start Given passage

The peat hags weren’t so bad, and the snow in the dips was sound enough to cross carefully , though I was mindful of the possibility of running water underneath and late season fragility. Once on the definite upslope of Sgairneach Mhor I relaxed considerably. Steering east of the corniced corrie I followed the plumbline rather than the compass. ‘Up’ was good, and had to lead either to the summit or the ridge of Mam Ban. Walking north though, I had the full force of the wind in my teeth and had to break out the goggles again. Once over the first shoulder I found a huge snowfield on the north west facing slope –sticks away, axe out and a half mile rising traverse in mostly firm snow took my mind of the weather (and photos unfortunately). Just off the top of the snow field, at 16:00 I ran out of ‘up’ and could see the trig point. The wind was fairly shrieking now, and the closeness of the corniced crags of Coire Creagach could really be felt in the turbulence.
No view to admire, so I carried on over the NE ridge and to what turned out to be the most challenging part of the day.
The NE ridge of Sgreanach Mhor from the summit. Cornices on left.
The snow was heavy, thick and wet, and the wind was on the pessimistic side of forecast, making it hard to see with or without goggles. Bare eyes and brimmed hat worked best. Dropping a little to the south side of the ridge as I descended gave some shelter from the Northerly blast, but not as much as I’d hoped. Going all the way down to the East was an option, but I preferred to get into Coire Dhomain and onto the road that way, rather than muck about in the horizontal stuff near the river. All I needed to avoid were the crags on the end of this ridge, before the Sow of Atholl (which I had no intention of scaling). Taking stock, it was just a case of ignoring the noise and sticking at it. I’d be losing height fairly quickly and hopefully get some change in the character or sheer volume of snow.

end Given passage

- Work to do:
1. List each piece of gear the hillwalking account mentions.
2. Carry on the hillwalking account from its final sentence, keeping its first-person voice.
The rows that follow have nothing to do with this text.

start Record set

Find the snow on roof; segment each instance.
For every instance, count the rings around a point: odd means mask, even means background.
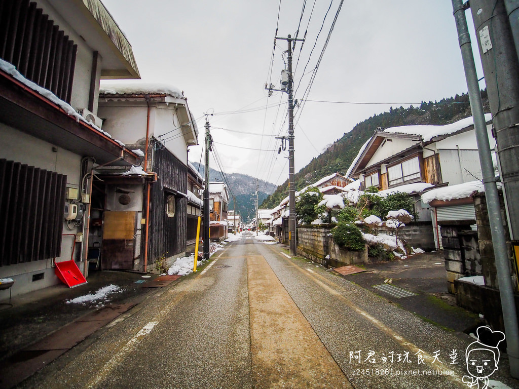
[[[176,87],[162,82],[147,82],[142,80],[105,80],[101,82],[101,94],[168,94],[183,99],[182,91]]]
[[[329,176],[326,176],[326,177],[324,177],[321,179],[320,179],[319,181],[314,183],[311,185],[310,185],[310,186],[319,186],[321,184],[324,184],[328,180],[332,179],[332,178],[333,178],[334,177],[336,177],[338,175],[339,175],[338,173],[334,173],[333,174],[330,174]]]
[[[272,210],[258,210],[258,216],[261,219],[267,219],[270,217]]]
[[[411,195],[412,193],[416,193],[425,190],[428,188],[433,187],[432,184],[428,183],[415,183],[414,184],[407,184],[405,185],[397,186],[396,188],[391,188],[390,189],[386,189],[378,192],[378,194],[383,196],[387,196],[388,195],[392,195],[393,193],[400,192],[401,193],[406,193]]]
[[[360,180],[356,179],[351,184],[348,184],[344,187],[344,189],[347,190],[358,190],[360,189]]]
[[[359,150],[359,152],[357,155],[357,157],[353,159],[353,161],[351,162],[351,164],[350,165],[350,167],[348,168],[348,171],[346,172],[346,177],[350,176],[350,174],[351,174],[351,172],[353,171],[353,166],[357,164],[357,162],[358,162],[359,160],[360,159],[361,156],[362,155],[362,153],[364,152],[364,150],[366,149],[366,148],[367,147],[367,145],[369,144],[370,141],[371,141],[371,138],[373,136],[366,141],[365,143],[362,145],[362,147],[360,148],[360,149]]]
[[[324,205],[326,208],[344,207],[344,199],[340,195],[324,195],[318,206]]]
[[[471,181],[452,186],[445,186],[429,190],[421,195],[421,200],[429,204],[434,200],[448,201],[469,197],[473,192],[484,192],[485,187],[481,181]]]
[[[54,93],[53,93],[50,91],[48,89],[46,89],[44,88],[42,88],[33,82],[26,78],[25,78],[23,76],[22,76],[18,71],[16,70],[16,67],[11,63],[7,62],[6,61],[4,61],[4,60],[0,59],[0,70],[3,71],[8,74],[10,75],[12,77],[16,80],[18,80],[20,82],[23,84],[25,86],[30,88],[35,92],[37,92],[38,93],[41,94],[45,98],[46,98],[50,101],[54,103],[55,104],[58,105],[60,108],[63,109],[69,116],[72,116],[76,119],[76,121],[79,121],[81,120],[84,121],[85,123],[88,123],[90,127],[95,129],[101,133],[106,135],[108,137],[113,140],[114,142],[118,144],[120,146],[122,147],[125,147],[124,143],[121,142],[120,141],[118,141],[116,139],[114,139],[112,135],[108,134],[106,131],[104,131],[101,130],[99,127],[97,127],[91,121],[87,120],[86,119],[84,118],[80,115],[78,114],[76,110],[74,109],[71,105],[67,104],[64,101],[60,99],[57,96],[56,96]]]
[[[488,121],[489,120],[491,120],[491,119],[492,115],[490,114],[485,114],[485,121]],[[457,131],[468,127],[470,126],[472,126],[473,124],[474,120],[472,119],[472,117],[469,116],[468,118],[462,119],[461,120],[458,120],[454,123],[451,123],[449,124],[445,124],[444,126],[400,126],[397,127],[390,127],[390,128],[387,128],[384,130],[383,132],[386,133],[390,134],[405,134],[406,135],[415,135],[417,136],[420,136],[421,138],[422,141],[424,142],[429,142],[433,138],[436,136],[454,134],[455,132],[457,132]],[[375,134],[374,134],[371,137],[366,141],[366,143],[362,145],[362,147],[360,148],[360,149],[359,150],[359,152],[357,155],[357,157],[355,157],[353,162],[351,162],[351,164],[350,165],[350,167],[348,168],[348,171],[346,172],[346,177],[349,177],[350,174],[351,174],[351,172],[353,171],[353,168],[355,166],[355,165],[357,164],[357,163],[359,161],[360,157],[362,156],[362,154],[366,150],[366,148],[367,147],[368,144],[374,137],[377,136],[377,133],[376,133]]]
[[[325,186],[324,188],[321,188],[319,189],[319,191],[321,193],[324,193],[324,192],[327,192],[329,190],[332,190],[332,189],[337,189],[338,190],[342,190],[344,191],[346,189],[344,189],[342,186],[337,186],[337,185],[330,185],[330,186]]]
[[[485,121],[492,119],[490,114],[485,115]],[[401,126],[398,127],[387,128],[385,133],[392,134],[406,134],[420,136],[424,142],[428,142],[436,136],[453,134],[474,124],[472,116],[444,126]]]
[[[222,193],[225,187],[223,183],[209,183],[210,193]]]

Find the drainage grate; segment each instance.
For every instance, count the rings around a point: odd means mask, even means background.
[[[398,288],[396,286],[393,286],[391,285],[388,285],[387,284],[374,285],[373,286],[375,289],[378,289],[379,290],[385,292],[388,295],[391,295],[393,297],[396,297],[397,298],[409,297],[411,296],[416,296],[416,293],[413,293],[412,292],[408,291],[400,288]]]

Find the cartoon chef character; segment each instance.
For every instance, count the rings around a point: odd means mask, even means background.
[[[473,389],[487,389],[488,377],[498,369],[499,343],[505,338],[500,331],[493,331],[487,326],[476,330],[477,340],[467,348],[465,358],[467,370],[470,376],[463,376],[463,382]]]

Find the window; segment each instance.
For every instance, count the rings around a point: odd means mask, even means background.
[[[390,186],[419,179],[420,177],[418,156],[388,168],[388,180]]]
[[[166,204],[166,213],[168,217],[175,216],[175,197],[170,196],[168,198],[168,203]]]
[[[375,172],[368,176],[364,176],[364,186],[365,188],[370,186],[378,186],[378,172]]]

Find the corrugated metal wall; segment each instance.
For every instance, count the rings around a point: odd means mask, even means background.
[[[70,103],[77,46],[29,0],[0,0],[0,58]]]
[[[0,266],[60,256],[66,179],[0,159]]]

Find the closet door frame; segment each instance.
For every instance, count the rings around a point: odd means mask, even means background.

end Record set

- Outputs for the tasks:
1. compass, goggles, sticks, axe, brimmed hat

2.
And that’s what happened. After about 20 minutes the ridge noticeably flattened and, well clear of Coire Creagach could walk round to the north a bit. I stopped to get my breath at a tiny one-sheep sized stone shelter, then a respite in the snowfall let me get my bearings and I could see across the Coire Dhomain, even to making out the stalkers road on the far side of the Allt.
Looking back at the steep ground I wanted to avoid, at the end of the NE ridge down from Sgairneach
Continuing down through increasingly gurgling heather I was ‘out from under’ the worst of the weather. The river proved easy to cross at the shallows (my 1981 revision OS map didn’t indicate the bridge I saw a little further east) and I made it with dry feet. Then a fair tramp along a vehicle track back to the A9.
At the A9, the heavy weather caught up with me again, and the few miles back to Balsporran against the gale were wearisome and chilly – I arrived back at the car covered in snow and more than ready for whatever would fit in the Jetboil.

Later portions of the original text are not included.